Imagem: Bardot in Et Dieu Créa la Femme
Não pense que é simples. Não pense que eu simplesmente uso minhas velhas tee, o que for, e fica tudo bem. Não. Fico sim com a consciência pesada, fico assustadiça, como quem faz coisa errada e tem medo de ser descoberta.
Penso: e se algum tarado tiver finalmente implantado uma câmera secreta por aqui? Seria fácil, minha palhoça brinca de ser um loft, vivo o dia todo numa só grande peça, se não estou no meu quarto ou no banheiro, os meus movimentos todos podem ser monitorados por uma única lente bisbilhoteira.
Então fico, sim, com a pulga atrás da orelha, meio nóia, com essa estória. Sei o que é ser observada por um
voyeur. Sério, já passei por isso. É uma violação terrível.
Mesmo assim uso minhas roupas velhas, velhíssimas em casa. Também não deixa de ser uma tara, isso. Gosto de sentir no corpo apenas o roçar do tecido desfalecido, sem forças pra me prender os movimentos, pra me irritar a pele, pra me incomodar de algum modo. Vontade talvez de viver nua, mas sem o impacto da nudez, gosto de sossego, nudez é desassossego, Et Dieu Créa la Femme, coisas assim, totalmente sem sossego.
Calcinhas, outra parada ingrata. Mulher brasileira tem um jeito fuleiro de ser. Gosta de tanga, fio dental, aquela coisa horrorosa, incômoda, entrona, perturbando a sagrada delicadeza dos recônditos do corpo. Não gosto disso. Queria ser européia, poder usar um belo caleçon de seda sem ser vista como uma dona maluca que usa calças de vovó.

_Linhas fornecidas_.
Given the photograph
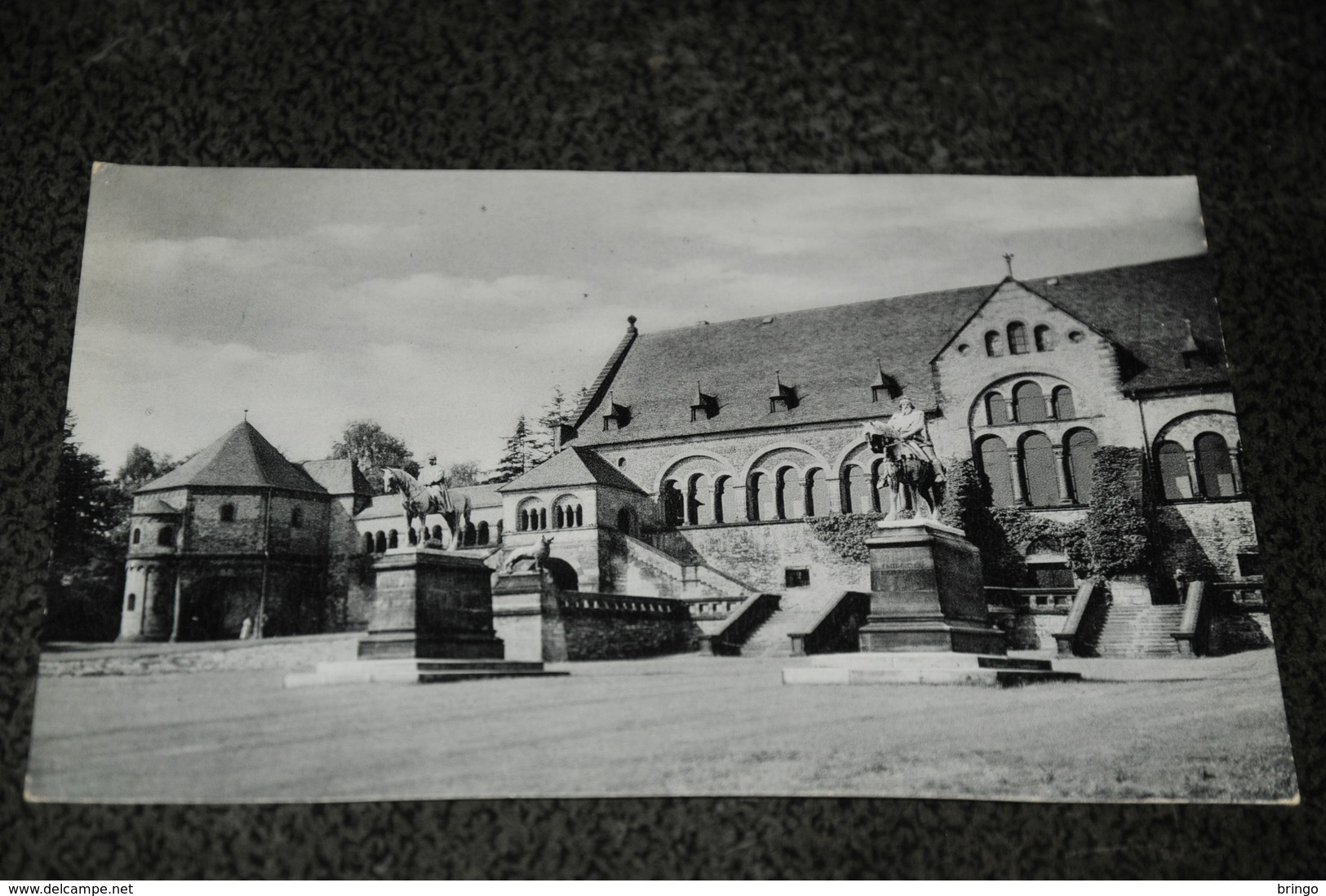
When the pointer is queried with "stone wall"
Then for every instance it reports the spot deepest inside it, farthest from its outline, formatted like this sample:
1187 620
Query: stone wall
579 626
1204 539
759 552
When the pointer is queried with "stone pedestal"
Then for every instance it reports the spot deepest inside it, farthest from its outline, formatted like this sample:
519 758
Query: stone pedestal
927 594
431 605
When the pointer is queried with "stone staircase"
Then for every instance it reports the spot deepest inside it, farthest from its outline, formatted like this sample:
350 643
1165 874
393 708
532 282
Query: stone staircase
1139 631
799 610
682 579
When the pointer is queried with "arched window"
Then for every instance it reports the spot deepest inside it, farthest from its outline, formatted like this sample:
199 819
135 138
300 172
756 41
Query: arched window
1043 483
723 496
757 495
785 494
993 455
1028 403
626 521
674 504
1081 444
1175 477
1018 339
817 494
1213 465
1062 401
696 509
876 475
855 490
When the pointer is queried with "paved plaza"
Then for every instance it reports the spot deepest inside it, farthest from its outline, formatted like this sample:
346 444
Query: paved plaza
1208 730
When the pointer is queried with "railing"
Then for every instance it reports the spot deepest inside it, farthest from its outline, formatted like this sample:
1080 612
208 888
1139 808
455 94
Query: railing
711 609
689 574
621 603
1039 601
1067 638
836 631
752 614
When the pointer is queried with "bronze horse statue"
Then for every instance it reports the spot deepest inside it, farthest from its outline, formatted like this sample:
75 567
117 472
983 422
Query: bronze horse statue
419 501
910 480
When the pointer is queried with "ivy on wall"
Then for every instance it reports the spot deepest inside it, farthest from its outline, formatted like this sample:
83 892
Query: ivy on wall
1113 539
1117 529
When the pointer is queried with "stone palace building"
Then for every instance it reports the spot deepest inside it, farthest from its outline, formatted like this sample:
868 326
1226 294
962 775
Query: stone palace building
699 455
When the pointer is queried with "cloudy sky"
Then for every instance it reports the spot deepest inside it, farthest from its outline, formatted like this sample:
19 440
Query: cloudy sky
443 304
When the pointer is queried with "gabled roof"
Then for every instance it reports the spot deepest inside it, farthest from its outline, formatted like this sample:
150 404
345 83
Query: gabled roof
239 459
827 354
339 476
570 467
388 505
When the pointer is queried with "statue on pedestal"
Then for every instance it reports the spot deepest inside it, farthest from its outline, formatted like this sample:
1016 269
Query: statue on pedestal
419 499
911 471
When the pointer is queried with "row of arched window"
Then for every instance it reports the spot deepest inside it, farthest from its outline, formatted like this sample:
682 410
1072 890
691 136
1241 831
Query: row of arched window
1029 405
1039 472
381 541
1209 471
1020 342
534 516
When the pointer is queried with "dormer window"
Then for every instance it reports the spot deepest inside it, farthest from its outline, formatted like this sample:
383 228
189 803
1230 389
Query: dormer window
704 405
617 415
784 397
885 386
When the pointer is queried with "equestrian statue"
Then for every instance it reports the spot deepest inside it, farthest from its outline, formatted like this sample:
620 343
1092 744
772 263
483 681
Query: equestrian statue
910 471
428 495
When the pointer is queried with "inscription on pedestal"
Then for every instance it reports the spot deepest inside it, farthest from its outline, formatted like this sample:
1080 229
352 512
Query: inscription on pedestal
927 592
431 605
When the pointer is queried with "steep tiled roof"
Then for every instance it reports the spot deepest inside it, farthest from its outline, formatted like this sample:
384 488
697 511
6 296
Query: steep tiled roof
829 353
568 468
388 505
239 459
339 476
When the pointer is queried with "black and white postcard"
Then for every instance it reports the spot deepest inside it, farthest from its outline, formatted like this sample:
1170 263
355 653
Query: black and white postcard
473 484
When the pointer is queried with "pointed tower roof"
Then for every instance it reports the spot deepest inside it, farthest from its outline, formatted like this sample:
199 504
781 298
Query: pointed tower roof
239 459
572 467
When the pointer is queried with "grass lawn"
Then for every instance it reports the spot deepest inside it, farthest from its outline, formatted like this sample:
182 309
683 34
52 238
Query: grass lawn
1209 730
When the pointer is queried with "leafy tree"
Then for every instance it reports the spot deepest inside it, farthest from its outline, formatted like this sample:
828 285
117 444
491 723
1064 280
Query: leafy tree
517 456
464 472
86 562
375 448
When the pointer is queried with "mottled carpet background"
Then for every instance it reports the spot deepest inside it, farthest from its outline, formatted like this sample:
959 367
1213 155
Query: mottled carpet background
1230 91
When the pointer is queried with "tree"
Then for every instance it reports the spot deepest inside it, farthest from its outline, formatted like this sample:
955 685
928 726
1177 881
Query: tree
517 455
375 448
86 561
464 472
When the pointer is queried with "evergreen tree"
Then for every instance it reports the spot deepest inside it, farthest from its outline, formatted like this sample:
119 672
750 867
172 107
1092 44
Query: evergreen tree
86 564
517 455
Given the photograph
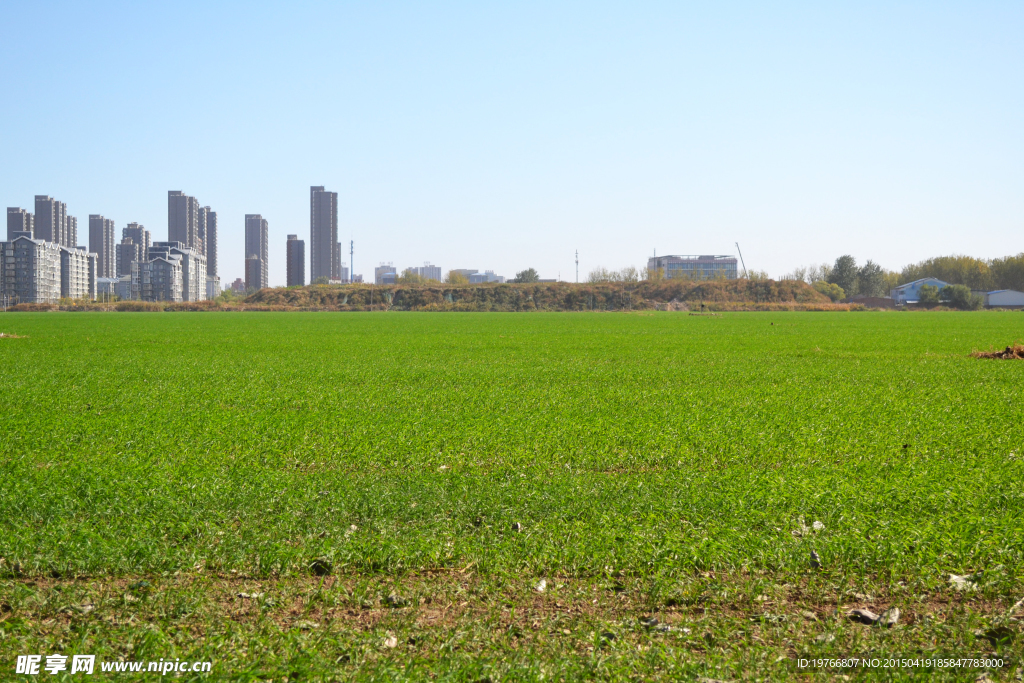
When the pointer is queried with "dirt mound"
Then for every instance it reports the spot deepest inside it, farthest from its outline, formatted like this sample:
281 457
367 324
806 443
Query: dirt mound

_O que fazer_.
1 – No trecho sobre as roupas velhas usadas em casa, que peça de seda quem narra gostaria de poder usar?
2 – Escreva a continuação do trecho sobre as roupas velhas usadas em casa a partir do ponto em que ele termina.

_Respostas_.
1 – Um belo caleçon de seda.

2 –
Mas não, quem é fuleiro não entende essas coisas. Entende funk, mulher melancia, essas grosserias todas.
Eu não sou isso. Eu não sou brasileira, a não ser por um acidente geográfico, que nada tem a ver com baías ou promontórios.
Meu ideal seria andar de caleçon e tee puída, todo o tempo. Can you picture that? Sei que pode parecer nem um pouco sensual, mas é sim, acredite. Porque, se me sinto bem, solta, macia e confortável, sensualidade máxima. Muito melhor assim, acredite.
Tanto que, chegando da rua, onde sempre me apresento vestida devidamente (a não ser pelo meu jeito peculiar de vestir, que em geral desarvora um pouco os menos avisados), chego em casa, fecho a porta da frente e já estou arrancado aquela casca toda, ai que alívio. Nem sutiã, nem tanga, nem roupitcha nova na mais bacana
trend, nada disso. Quero minhas roupas velhas, quero me gostosar nelas, é isso o que eu quero.
Sentir aquelas mãos de fiapos a me acariciar delicadamente.
Dá licença? estou entre minhas literais quatro paredes, posso fazer o que quero, não posso? Então. É isso.
Deixa eu investigar os olhos do meu inocente ursinho Pimpão, ver se tem um olho eletrônico por detrás...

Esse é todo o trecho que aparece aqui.